» Estratto della pagina:
* * * *
A essere ben definiti sono invece i loro ruoli: Beatrice in quella casa ci è finita quasi per caso insieme al compagno Guido in una gelida notte di gennaio mentre tentavano di fuggire dalla polizia, Celestino è un borghese perseguitato da sensi di colpa e illusioni, che invece di denunciarli gli offre ospitalità nella villa di famiglia, ma a patto che si impegnino a seguire "un corso di educazione" e a cambiare vita. Quello che non sanno è che Villa Reffi diventerà ben presto la loro prigione, un simulacro della realtà dove a farla da padrone è l'artificio e l'arte della parola.
* * * *
» Dati estratti:
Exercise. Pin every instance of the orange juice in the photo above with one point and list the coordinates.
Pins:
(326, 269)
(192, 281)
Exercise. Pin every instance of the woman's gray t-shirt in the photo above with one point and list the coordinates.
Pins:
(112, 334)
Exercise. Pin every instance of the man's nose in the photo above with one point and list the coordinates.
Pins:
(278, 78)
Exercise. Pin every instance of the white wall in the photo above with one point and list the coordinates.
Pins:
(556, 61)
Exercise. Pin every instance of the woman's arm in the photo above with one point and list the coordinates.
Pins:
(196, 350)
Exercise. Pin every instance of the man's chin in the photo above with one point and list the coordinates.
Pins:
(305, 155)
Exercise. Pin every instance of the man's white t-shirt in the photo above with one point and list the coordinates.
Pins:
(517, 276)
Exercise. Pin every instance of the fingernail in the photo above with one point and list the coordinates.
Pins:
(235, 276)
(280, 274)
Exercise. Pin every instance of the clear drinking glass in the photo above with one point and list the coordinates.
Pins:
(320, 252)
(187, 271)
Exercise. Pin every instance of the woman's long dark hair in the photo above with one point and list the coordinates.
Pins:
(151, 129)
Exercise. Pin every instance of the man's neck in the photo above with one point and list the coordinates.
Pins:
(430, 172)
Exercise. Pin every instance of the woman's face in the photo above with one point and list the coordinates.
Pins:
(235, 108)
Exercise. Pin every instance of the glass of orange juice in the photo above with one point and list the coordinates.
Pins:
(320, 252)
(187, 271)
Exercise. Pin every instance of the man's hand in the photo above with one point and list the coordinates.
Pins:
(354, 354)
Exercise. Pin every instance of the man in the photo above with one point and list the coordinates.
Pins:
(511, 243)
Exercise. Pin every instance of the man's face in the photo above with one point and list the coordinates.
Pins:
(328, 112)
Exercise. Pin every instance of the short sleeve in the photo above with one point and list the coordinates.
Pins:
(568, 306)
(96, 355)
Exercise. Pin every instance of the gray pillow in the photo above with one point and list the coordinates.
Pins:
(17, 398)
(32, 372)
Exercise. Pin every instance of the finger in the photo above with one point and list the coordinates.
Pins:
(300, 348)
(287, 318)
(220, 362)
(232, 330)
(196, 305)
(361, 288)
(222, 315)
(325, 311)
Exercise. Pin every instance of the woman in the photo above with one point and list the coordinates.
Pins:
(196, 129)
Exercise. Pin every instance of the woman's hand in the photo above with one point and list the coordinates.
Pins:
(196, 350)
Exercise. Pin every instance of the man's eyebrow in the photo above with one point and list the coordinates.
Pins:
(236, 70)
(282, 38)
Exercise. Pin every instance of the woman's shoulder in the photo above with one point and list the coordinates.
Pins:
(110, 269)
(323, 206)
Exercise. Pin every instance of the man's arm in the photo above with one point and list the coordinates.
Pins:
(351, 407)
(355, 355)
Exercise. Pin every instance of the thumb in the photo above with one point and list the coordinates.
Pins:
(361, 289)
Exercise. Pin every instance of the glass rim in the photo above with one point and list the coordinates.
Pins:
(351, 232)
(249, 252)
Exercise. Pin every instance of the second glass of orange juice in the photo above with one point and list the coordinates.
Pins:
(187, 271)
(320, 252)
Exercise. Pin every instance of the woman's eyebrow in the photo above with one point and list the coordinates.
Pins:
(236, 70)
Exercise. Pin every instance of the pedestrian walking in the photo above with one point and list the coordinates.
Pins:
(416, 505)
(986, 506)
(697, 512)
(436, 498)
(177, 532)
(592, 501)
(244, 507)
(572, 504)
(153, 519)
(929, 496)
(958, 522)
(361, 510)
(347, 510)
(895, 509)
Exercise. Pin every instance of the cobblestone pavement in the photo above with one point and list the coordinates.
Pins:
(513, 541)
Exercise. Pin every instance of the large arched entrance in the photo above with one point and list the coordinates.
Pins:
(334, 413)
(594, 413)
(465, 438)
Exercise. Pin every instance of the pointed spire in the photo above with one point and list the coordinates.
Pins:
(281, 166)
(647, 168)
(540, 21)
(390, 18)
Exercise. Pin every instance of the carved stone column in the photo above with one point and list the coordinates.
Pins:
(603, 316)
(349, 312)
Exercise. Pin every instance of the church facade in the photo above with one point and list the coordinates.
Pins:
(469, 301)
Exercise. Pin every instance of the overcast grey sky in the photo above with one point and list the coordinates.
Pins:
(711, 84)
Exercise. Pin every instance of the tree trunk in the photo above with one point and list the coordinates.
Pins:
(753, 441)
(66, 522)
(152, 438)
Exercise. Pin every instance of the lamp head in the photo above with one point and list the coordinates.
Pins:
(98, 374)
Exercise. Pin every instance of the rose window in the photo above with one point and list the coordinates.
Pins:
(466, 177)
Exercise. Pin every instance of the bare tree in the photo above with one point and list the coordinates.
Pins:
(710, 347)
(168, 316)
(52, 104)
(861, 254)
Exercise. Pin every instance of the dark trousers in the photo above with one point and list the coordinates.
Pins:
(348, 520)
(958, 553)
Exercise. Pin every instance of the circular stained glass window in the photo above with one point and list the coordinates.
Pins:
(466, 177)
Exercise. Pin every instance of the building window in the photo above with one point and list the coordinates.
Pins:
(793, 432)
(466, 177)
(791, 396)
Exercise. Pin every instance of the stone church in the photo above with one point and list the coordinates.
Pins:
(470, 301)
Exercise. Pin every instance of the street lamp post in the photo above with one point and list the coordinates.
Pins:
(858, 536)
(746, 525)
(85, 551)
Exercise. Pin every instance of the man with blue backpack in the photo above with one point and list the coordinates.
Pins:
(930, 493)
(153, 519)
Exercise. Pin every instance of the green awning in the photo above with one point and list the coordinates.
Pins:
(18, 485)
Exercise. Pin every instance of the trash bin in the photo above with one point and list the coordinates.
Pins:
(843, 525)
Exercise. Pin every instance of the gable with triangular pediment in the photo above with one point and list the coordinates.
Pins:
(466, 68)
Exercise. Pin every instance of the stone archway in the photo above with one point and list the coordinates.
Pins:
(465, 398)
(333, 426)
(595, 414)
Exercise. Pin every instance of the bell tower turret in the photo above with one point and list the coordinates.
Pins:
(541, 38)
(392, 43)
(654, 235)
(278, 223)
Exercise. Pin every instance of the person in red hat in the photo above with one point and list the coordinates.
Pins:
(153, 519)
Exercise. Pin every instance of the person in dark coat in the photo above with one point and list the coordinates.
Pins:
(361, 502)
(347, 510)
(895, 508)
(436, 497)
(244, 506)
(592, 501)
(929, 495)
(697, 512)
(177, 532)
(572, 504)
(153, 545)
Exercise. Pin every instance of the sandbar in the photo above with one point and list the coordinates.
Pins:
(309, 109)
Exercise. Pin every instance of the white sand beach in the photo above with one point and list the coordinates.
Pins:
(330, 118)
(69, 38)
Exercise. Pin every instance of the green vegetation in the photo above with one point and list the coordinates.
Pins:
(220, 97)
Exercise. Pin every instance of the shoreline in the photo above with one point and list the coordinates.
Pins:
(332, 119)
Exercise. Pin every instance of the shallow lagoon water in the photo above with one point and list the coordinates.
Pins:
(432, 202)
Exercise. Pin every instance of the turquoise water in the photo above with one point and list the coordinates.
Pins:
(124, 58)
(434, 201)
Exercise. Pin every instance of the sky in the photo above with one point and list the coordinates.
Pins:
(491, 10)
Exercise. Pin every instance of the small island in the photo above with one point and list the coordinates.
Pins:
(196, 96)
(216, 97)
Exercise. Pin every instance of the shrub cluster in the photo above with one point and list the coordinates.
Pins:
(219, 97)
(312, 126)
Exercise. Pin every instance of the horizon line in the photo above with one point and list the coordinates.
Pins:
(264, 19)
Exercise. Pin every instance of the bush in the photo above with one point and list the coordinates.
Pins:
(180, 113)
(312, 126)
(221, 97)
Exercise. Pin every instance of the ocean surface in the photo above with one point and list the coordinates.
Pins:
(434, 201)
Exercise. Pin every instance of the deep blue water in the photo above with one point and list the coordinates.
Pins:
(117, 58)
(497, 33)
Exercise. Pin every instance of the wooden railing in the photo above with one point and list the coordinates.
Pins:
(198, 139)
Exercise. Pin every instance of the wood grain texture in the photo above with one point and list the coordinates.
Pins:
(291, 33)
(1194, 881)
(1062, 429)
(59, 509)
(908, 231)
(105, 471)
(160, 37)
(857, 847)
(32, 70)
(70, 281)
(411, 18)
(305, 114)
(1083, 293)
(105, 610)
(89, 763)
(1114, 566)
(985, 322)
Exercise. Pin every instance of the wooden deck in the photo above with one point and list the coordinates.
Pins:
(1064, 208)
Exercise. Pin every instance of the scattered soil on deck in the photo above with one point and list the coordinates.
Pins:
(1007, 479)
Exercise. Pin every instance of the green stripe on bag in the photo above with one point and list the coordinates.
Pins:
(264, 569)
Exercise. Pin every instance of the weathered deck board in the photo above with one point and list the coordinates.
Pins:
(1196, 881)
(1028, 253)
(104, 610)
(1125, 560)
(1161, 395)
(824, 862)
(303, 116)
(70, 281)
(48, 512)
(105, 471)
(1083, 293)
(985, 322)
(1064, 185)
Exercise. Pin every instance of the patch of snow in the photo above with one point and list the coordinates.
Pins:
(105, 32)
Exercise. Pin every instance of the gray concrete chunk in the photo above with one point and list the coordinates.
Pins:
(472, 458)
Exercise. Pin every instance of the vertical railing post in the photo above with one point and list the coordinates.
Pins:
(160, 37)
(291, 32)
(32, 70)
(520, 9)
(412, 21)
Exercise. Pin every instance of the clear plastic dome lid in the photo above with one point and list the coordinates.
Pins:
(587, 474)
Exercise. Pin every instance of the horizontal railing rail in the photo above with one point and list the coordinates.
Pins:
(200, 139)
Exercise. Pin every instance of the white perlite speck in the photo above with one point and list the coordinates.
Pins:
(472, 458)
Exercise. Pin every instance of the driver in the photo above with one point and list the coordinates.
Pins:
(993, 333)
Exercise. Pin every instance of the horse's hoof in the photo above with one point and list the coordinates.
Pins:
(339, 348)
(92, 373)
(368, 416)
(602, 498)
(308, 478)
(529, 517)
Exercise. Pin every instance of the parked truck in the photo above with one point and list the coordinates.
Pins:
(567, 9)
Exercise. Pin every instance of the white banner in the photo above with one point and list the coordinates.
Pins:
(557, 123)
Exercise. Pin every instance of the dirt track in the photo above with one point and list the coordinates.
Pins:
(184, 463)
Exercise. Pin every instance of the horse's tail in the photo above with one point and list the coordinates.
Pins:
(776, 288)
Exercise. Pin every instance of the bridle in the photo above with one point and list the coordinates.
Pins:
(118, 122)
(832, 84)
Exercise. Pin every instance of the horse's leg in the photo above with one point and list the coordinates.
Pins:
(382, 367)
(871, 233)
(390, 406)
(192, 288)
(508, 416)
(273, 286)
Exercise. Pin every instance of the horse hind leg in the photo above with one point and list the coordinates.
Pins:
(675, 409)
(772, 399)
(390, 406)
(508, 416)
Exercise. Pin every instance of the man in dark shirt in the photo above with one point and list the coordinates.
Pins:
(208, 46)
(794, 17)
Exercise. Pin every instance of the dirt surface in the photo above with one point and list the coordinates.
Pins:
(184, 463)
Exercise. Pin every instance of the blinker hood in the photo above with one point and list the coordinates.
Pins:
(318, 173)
* * * *
» Esercizi:
#1 Trascrivi dall'estratto su Villa Reffi il passo che comincia con "A essere ben" e prosegue fino a "l'arte della parola.".
#2 In base all'estratto su Villa Reffi, spiega come Beatrice e Guido sono finiti nella casa e a quale condizione Celestino li ospita.

» Soluzioni:
#1
A essere ben definiti sono invece i loro ruoli: Beatrice in quella casa ci è finita quasi per caso insieme al compagno Guido in una gelida notte di gennaio mentre tentavano di fuggire dalla polizia, Celestino è un borghese perseguitato da sensi di colpa e illusioni, che invece di denunciarli gli offre ospitalità nella villa di famiglia, ma a patto che si impegnino a seguire "un corso di educazione" e a cambiare vita. Quello che non sanno è che Villa Reffi diventerà ben presto la loro prigione, un simulacro della realtà dove a farla da padrone è l'artificio e l'arte della parola.

#2 Beatrice e il compagno Guido sono finiti nella casa quasi per caso, in una gelida notte di gennaio, mentre tentavano di fuggire dalla polizia. Celestino, invece di denunciarli, offre loro ospitalità nella villa di famiglia a patto che si impegnino a seguire "un corso di educazione" e a cambiare vita.